PROBLEM TO SOLVE:
Output every line of the listing below as a Markdown table with the columns Row and Line, numbering the rows and skipping blank lines. Leave the pictures out.

MATERIAL SHOWN:
== == ==
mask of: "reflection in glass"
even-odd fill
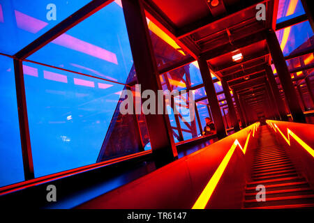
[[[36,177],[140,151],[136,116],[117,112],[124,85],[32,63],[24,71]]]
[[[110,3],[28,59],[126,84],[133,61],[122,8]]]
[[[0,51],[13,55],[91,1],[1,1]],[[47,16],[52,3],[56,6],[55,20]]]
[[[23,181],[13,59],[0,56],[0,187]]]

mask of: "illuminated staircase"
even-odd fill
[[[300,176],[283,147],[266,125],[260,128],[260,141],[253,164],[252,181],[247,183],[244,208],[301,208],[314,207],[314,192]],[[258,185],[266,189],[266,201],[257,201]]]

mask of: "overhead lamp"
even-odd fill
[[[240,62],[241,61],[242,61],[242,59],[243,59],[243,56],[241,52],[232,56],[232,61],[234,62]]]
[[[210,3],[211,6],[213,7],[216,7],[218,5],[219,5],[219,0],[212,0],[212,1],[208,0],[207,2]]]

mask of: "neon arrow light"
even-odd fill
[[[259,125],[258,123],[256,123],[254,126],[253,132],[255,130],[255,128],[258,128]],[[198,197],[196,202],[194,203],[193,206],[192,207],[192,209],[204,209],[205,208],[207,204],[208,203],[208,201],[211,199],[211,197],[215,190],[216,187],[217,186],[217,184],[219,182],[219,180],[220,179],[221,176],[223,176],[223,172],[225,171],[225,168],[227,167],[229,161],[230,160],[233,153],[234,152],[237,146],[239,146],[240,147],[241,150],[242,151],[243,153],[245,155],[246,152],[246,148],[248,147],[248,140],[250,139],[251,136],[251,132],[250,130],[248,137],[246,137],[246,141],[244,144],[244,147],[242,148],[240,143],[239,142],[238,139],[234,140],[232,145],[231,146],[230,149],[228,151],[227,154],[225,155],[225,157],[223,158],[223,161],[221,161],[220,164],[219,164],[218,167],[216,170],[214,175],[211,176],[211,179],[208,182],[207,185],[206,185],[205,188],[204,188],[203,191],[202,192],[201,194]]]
== == ==
REPLY TO THE TASK:
| Row | Line |
|---|---|
| 1 | mask of: "reflection in glass" |
| 2 | even-odd fill |
| 3 | [[[36,177],[140,151],[136,116],[117,112],[124,85],[32,63],[24,71]]] |
| 4 | [[[110,3],[28,59],[126,84],[133,61],[122,8]]] |
| 5 | [[[0,51],[13,55],[91,1],[1,1]],[[47,16],[52,3],[56,6],[55,20]]] |
| 6 | [[[23,181],[13,59],[0,56],[0,187]]] |
| 7 | mask of: "illuminated staircase" |
| 8 | even-odd fill |
| 9 | [[[300,176],[283,147],[266,125],[260,128],[260,141],[253,164],[252,181],[247,183],[244,208],[301,208],[314,207],[314,192]],[[258,185],[266,189],[266,201],[257,201]]] |
| 10 | mask of: "overhead lamp" |
| 11 | even-odd fill |
| 12 | [[[240,62],[241,61],[242,61],[242,59],[243,59],[243,56],[241,52],[232,56],[232,61],[234,62]]] |
| 13 | [[[210,3],[211,6],[213,7],[216,7],[218,5],[219,5],[219,0],[212,0],[212,1],[208,0],[207,2]]] |
| 14 | mask of: "neon arrow light" |
| 15 | even-odd fill |
| 16 | [[[259,125],[258,123],[256,123],[254,126],[253,132],[255,130],[255,128],[258,128]],[[198,197],[196,202],[194,203],[193,206],[192,207],[192,209],[204,209],[205,208],[207,204],[208,203],[208,201],[211,199],[211,197],[215,190],[216,187],[217,186],[217,184],[219,182],[219,180],[220,179],[221,176],[223,176],[223,172],[225,171],[225,168],[227,167],[229,161],[230,160],[233,153],[234,152],[237,146],[239,146],[240,147],[241,150],[242,151],[243,153],[245,155],[246,152],[246,148],[248,147],[248,140],[250,139],[251,136],[251,132],[250,130],[248,137],[246,137],[246,141],[244,144],[244,147],[242,148],[240,143],[239,142],[238,139],[234,140],[232,145],[231,146],[230,149],[228,151],[227,154],[225,155],[225,157],[223,158],[223,161],[221,161],[220,164],[219,164],[218,167],[216,170],[214,175],[211,176],[211,179],[208,182],[207,185],[206,185],[205,188],[204,188],[203,191],[202,192],[201,194]]] |